FRAGMENTO =
26 febrero 2012

Mecidos por el viento

Si me dejo llevar, aunque no haya nada escrito, quizás el viento del norte me lleve hasta el prado verde inclinado donde solíamos estirarnos por las tardes. Una alfombra pintoresca salpicada de florecillas amarillas en verano, de amapolas en primavera, con tesoros escondidos entre el césped, como los preciados moixernons, los cuales, una vez, recogidos con tesón en una bolsa de plástico, fueron atrapados por el hocico de una traviesa setter marrón que nos obligó a toda la familia a perseguirla durante un buen rato en medio de un ataque de risa que nos hacía revolcarnos en aquella extensión de verde y paz.
Si me dejo llevar, a pesar de no tener tema sobre el que inspirarme, el viento volverá a llevarme de nuevo allí, al prado verde inclinado sobre el que nos deslizábamos dando volteretas cerrando los ojos hasta el final de la cuesta. Con las cabezas muy juntas, pronto descubrimos que a ras de suelo se hallaban diminutos caracoles rallados y filas de trabajadoras hormigas.
Bajo nuestra nariz nos asustaron abejorros sonoros, y acto seguido, nos alejamos hasta una valla que también zumbaba levemente. Uno de nosotros acercó la mano y saltó un chispazo, pero poco a poco, en orden de valentía, nos fuimos atreviendo a posar un dedo o un brazo probando que a mi no me pasa la corriente. Después de esta osadía, no podía faltar otra más, y otro días nos atrevimos con las ortigas, aquellas odiosas plantas que nos quemaban las piernas solo con rozarte. Un día nos acompañó un chico listo y nos dijo: “¿a qué soy capaz de cogerlas sin pincharme?" y con un gesto rápido, cortó un tallo y orgulloso, estiró el brazo hasta nosotros. Aprendimos el truco escuchándole con la boca abierta gracias a la impaciencia infantil y creo que todos, sin excepción, fuímos contándolo a otros tantos pequeñajos cuando nos llegó la oportunidad.

TAREA DEL EJERCICIO 1 = Devuelve, por favor, todas las filas de abajo que contengan la palabra "perched".

Registros de señalamiento de objetos en fotos
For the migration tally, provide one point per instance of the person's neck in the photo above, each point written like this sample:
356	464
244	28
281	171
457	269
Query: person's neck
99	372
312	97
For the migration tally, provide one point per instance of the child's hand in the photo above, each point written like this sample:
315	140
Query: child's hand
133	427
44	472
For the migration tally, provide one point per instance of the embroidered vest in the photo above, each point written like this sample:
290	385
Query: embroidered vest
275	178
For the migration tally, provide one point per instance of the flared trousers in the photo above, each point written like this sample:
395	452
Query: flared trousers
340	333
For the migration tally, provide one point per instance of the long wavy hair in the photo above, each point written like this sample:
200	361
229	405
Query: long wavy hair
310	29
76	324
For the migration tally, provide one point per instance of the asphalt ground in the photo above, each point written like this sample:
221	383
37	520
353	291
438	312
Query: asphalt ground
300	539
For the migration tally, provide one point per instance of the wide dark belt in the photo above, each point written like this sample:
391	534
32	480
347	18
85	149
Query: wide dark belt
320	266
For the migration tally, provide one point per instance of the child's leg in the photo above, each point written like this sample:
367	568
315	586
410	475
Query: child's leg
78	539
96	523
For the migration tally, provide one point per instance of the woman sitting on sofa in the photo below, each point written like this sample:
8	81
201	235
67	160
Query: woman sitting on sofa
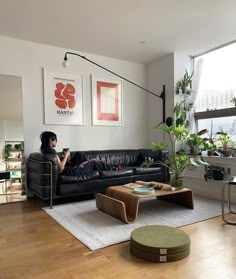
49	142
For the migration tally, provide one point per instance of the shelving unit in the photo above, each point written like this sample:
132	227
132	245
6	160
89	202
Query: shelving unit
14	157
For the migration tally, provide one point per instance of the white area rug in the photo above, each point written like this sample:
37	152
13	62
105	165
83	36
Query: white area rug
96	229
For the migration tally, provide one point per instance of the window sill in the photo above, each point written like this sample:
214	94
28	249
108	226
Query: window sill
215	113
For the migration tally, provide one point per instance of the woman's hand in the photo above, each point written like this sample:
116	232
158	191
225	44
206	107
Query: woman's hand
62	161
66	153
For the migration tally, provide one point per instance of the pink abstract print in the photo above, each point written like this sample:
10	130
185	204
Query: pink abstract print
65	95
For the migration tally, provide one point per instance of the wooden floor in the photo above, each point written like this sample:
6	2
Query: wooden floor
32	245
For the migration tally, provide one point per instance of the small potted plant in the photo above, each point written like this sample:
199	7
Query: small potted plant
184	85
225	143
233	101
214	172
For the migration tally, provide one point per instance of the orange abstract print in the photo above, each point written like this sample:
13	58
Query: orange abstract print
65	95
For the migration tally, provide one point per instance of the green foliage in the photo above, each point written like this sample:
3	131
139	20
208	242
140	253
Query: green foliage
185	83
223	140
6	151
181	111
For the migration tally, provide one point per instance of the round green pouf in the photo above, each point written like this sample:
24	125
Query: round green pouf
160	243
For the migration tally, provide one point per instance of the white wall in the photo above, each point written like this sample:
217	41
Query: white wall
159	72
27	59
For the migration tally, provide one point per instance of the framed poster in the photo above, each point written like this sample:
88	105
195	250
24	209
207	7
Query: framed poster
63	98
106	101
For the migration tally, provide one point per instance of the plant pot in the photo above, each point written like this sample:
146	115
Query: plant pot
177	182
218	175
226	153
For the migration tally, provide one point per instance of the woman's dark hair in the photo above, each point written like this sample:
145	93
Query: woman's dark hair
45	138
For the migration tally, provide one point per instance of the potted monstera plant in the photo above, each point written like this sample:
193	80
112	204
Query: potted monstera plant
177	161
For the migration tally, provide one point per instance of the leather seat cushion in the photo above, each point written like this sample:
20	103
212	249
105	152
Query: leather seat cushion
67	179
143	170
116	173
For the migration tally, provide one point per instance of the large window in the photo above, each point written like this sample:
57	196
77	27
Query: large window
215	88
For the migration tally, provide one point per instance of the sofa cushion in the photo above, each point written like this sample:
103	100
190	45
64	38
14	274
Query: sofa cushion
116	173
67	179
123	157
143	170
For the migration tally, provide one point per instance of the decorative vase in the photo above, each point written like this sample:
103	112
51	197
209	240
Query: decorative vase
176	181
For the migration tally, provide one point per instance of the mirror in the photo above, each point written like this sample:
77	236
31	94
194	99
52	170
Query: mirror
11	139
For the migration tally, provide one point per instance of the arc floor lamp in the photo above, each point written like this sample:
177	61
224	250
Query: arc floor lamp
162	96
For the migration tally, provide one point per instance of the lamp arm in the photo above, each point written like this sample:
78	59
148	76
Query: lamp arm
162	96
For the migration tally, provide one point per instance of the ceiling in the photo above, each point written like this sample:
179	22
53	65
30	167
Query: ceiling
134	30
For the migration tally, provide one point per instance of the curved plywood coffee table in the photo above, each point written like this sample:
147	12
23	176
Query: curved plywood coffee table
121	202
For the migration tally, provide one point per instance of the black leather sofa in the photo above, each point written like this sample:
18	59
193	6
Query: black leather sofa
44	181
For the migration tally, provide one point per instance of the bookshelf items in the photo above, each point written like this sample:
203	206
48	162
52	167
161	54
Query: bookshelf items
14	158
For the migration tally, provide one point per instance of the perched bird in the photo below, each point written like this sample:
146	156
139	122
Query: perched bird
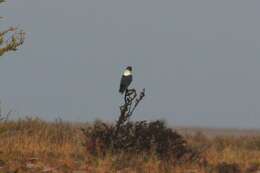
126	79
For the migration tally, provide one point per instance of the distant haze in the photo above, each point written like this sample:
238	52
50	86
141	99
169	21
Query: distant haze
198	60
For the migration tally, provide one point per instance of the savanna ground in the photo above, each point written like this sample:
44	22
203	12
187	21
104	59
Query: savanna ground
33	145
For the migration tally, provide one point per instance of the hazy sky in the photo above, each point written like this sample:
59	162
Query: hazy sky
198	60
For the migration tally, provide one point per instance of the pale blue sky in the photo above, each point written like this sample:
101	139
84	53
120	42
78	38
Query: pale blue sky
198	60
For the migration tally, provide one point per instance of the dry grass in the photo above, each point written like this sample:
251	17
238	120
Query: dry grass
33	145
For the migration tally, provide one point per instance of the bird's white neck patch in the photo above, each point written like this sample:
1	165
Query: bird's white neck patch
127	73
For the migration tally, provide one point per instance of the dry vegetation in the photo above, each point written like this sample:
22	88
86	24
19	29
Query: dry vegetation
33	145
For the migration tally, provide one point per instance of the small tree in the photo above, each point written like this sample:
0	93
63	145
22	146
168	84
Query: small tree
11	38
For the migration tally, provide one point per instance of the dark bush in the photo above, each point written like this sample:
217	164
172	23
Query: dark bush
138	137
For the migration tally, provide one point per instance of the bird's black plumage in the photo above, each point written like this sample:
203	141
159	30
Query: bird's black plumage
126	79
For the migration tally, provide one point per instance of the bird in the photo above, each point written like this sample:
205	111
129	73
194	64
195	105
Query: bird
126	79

TAREA DEL EJERCICIO 2 = Imprime el pasaje del fragmento de arriba que va entre "Mecidos por el" y "verde y paz.", ambos incluidos.

RESPUESTA DEL EJERCICIO 1 =
For the migration tally, provide one point per instance of the perched bird in the photo below, each point written like this sample:
Query: perched bird

RESPUESTA DEL EJERCICIO 2 =
Mecidos por el viento

Si me dejo llevar, aunque no haya nada escrito, quizás el viento del norte me lleve hasta el prado verde inclinado donde solíamos estirarnos por las tardes. Una alfombra pintoresca salpicada de florecillas amarillas en verano, de amapolas en primavera, con tesoros escondidos entre el césped, como los preciados moixernons, los cuales, una vez, recogidos con tesón en una bolsa de plástico, fueron atrapados por el hocico de una traviesa setter marrón que nos obligó a toda la familia a perseguirla durante un buen rato en medio de un ataque de risa que nos hacía revolcarnos en aquella extensión de verde y paz.